[BEGIN Supplied material]

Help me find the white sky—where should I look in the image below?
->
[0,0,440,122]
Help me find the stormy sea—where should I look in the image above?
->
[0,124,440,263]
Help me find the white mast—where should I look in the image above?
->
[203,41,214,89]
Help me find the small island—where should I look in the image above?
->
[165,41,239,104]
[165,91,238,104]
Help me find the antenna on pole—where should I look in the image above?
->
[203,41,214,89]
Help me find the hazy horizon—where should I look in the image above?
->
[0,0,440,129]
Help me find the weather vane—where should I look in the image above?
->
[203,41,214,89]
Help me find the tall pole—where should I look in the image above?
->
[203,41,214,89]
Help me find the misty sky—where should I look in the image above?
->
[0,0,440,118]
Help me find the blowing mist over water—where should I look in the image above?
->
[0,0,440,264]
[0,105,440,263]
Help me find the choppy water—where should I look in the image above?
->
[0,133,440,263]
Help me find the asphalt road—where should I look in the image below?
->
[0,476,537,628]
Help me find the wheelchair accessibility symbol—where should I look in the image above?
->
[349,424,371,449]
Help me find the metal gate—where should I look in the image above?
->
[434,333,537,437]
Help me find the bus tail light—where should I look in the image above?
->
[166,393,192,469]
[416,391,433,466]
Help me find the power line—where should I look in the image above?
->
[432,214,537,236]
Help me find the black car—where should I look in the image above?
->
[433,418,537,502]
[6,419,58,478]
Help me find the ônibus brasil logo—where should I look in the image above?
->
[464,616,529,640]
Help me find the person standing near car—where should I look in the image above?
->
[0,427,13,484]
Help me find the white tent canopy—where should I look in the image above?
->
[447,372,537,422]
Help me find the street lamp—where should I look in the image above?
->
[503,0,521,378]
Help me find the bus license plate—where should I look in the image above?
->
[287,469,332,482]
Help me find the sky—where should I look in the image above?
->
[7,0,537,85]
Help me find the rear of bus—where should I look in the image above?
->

[END Supplied material]

## Given task
Copy out the part of the listing that opens with the line containing "Help me find the small" and closes with the line containing "[416,391,433,466]", both ends and every request line included. Shift each box coordinate in the answers by adding -32 to it, and leave everything else as it is.

## Worked solution
Help me find the small island—where should I look in the image above?
->
[133,9,207,72]
[133,59,206,72]
Help me find the antenna on pole—where should I look in the image above?
->
[171,9,182,57]
Help me find the hazy horizon—where should I look in the image above?
->
[-32,-32,408,97]
Help me find the weather vane—where should I look in the image above?
->
[171,9,182,57]
Help me find the tall pole—where should I look in the image above?
->
[171,9,182,57]
Help me find the misty sky—where should I look in the image above?
->
[-32,-32,408,86]
Help me find the blowing mist over water—where should I look in the image above?
->
[-32,-32,408,232]
[-32,73,408,231]
Help me find the choppy water—where should I look in the image above?
->
[-32,101,408,231]
Help me find the asphalt road—where should I look in the image below?
->
[-32,444,505,596]
Help me find the wheelchair accessibility symbol—where should I look in the image above?
->
[317,392,339,417]
Help me find the metal gate—where should I look in the image above?
->
[402,301,505,405]
Help me find the bus tail light—where should I look in the image above?
->
[134,361,160,437]
[384,359,401,434]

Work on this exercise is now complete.